## Was zu tun ist
A - Schreibe den Textauszug über John Burnside von „Romane von Thomas“ bis einschließlich „Andrews University wurde?“ wortgetreu ab.
B - Setze den Textauszug über John Burnside im Anschluss an seinen letzten Satz fort.

--- Textauszug ---

John Burnside spaziert über das Universitätsgelände, bei dem man sofort an "Harry Potter" denken muss. Hier lehrt der 61 Jahre alte schottische Schriftsteller und Dichter Kreatives Schreiben. Er betritt ein Seitengebäude und schließt sein Büro auf:
"Hier herrscht absolutes Chaos."
Romane von Thomas Pynchon und Don DeLillo sind zu sehen, Kinderzeichnungen an Wand und Regal. Am Boden eine transparente Kiste mit bunten Lego-Steinen. Auf dem Schreibtisch Fotos seiner zwei Söhne, auf die John Burnside merklich stolz ist. Wäre sein Vater wohl auch auf ihn stolz gewesen, wenn er noch mitbekommen hätte, wie sein Sohn Professor an der St. Andrews University wurde?
"Ich weiß es nicht. Als Teenager wollte ich Musiker werden. Da hat mein Vater gesagt: Leute wie wir werden keine Pianisten. Wir arbeiten im Stahlwerk oder in der Kohlenmine. Es hätte ihn wohl beeindruckt, dass ich jetzt mehr Geld verdiene als er. Aber er hätte gesagt: Das ist etwas für Weicheier, Bücher lesen und mit Studenten sprechen."

"Normalität sah anders aus"

In "Lügen über meinen Vater" hat John Burnside seinen alkoholsüchtigen und grausamen Vater porträtiert. Einmal verbrannte der Vater den Teddybären des Sohnes.

--- Extrahierte Informationen ---

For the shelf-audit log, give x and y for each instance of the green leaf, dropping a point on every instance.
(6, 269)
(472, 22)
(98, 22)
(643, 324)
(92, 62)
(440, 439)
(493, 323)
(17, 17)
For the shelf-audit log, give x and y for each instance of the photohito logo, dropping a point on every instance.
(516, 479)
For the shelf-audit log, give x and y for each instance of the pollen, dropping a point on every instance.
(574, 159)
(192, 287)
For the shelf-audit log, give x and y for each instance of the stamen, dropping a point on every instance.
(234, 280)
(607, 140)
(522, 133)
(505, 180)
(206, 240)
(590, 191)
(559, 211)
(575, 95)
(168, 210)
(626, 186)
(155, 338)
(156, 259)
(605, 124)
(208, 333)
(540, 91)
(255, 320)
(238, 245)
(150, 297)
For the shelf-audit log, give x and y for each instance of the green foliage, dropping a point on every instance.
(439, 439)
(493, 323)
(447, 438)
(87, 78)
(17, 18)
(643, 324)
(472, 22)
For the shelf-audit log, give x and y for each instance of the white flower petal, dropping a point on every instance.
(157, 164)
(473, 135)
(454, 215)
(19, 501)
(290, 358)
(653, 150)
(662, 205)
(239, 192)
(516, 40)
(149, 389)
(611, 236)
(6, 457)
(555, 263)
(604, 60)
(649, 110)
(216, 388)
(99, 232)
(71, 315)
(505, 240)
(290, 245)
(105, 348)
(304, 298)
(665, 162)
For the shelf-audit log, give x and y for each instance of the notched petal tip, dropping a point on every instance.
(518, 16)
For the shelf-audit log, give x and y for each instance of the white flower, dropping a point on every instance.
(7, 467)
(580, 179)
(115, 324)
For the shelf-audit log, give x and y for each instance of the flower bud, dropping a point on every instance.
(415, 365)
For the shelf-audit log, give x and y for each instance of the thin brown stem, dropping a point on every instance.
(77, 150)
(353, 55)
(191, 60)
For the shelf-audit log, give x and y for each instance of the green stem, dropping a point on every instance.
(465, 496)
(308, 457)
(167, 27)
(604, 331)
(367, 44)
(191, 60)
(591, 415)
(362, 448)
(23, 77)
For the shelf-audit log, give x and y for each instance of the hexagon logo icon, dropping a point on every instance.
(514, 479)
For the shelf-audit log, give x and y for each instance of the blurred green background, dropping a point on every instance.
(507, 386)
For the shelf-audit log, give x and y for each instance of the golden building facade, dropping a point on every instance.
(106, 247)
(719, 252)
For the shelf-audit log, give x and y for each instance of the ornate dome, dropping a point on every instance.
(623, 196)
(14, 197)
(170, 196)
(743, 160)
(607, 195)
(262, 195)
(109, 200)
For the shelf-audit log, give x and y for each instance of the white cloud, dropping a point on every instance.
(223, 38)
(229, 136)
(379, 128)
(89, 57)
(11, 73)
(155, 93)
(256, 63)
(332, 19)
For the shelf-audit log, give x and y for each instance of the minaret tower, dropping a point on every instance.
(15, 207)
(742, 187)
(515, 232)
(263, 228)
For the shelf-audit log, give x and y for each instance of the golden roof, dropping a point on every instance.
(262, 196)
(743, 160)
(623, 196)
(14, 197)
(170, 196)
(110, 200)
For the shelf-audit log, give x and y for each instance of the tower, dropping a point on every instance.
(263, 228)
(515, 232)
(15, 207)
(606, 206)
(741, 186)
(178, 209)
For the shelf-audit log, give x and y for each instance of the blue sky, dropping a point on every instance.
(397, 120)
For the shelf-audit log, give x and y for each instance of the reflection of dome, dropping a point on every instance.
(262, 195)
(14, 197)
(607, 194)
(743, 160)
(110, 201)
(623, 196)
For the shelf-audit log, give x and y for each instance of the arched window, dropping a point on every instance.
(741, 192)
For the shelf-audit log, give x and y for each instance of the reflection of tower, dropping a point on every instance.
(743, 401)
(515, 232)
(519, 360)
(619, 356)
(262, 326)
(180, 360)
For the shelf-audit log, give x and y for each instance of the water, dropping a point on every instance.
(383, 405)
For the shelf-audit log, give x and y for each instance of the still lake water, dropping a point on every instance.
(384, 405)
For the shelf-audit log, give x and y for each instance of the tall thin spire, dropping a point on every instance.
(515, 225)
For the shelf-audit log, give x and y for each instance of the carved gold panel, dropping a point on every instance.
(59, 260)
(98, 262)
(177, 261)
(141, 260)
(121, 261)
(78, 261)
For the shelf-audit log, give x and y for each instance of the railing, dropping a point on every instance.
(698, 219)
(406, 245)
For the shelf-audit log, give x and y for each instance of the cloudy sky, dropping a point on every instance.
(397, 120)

---

## Gegebene Antworten
A -
Romane von Thomas Pynchon und Don DeLillo sind zu sehen, Kinderzeichnungen an Wand und Regal. Am Boden eine transparente Kiste mit bunten Lego-Steinen. Auf dem Schreibtisch Fotos seiner zwei Söhne, auf die John Burnside merklich stolz ist. Wäre sein Vater wohl auch auf ihn stolz gewesen, wenn er noch mitbekommen hätte, wie sein Sohn Professor an der St. Andrews University wurde?

B -
In "Wie alle anderen", dem Fortsetzungsband, erinnert sich Burnside nun, wie er selbst in den 80er-Jahren nach Alkohol und Drogen süchtig war und außerdem schizophren. Damals beschloss er, wie alle anderen zu sein, also ein normales Leben zu führen. Überraschenderweise bekam er, der als Gärtner arbeitete, eine Stelle als Programmierer beim Landwirtschaftsministerium.
"Die Kollegen wussten, dass ich nicht normal war. Niemand fragt einen normalen Menschen: Würdest du meine Frau für mich töten? - Aber genau darum hat mich ein Kollege gebeten. Selbst in Anzug und mit Krawatte musste ich wohl etwas an mir haben, was Menschen denken ließ: Der ist der Typ, der meine Frau für mich umbringt. Auch wenn sie damit natürlich falsch lagen. Dann hatte ich noch Rückfälle mit psychotischen Schüben. Normalität sah anders aus."

Das Schreiben rettet ihn vor der Selbstzerstörung

Auch Alkohol trank er wieder. Burnside beschreibt in diesem wunderbar sensiblen und sprachlich herausragenden Buch, wie er noch heute manchmal, wenn auch in stark abgeschwächter Form, Wahnvorstellungen hat und unter Schlaflosigkeit leidet. Dann fühle er sich den Toten nah:
"Nachts stehe ich auf, streiche durchs Haus und lausche ihren Stimmen, sehe sie, wie sie einst waren, und die alte religiöse Vorstellung, das Leben sei ein Geschenk, scheint mir dann akzeptabler als meist im hellen Tageslicht. So oft wie es nur geht, bleibe ich allein, doch fühle ich mich nie völlig allein, solange die Toten da sind, die Toten in ihren Uniformen, Schürzen oder Sonntagskleidern."
Mithilfe von Büchern toter Autoren, mit dem Lesen allgemein und auch dem Schreiben rettete er sich schließlich vor der Selbstzerstörung.

"Die Gesellschaft an sich ist verrückt"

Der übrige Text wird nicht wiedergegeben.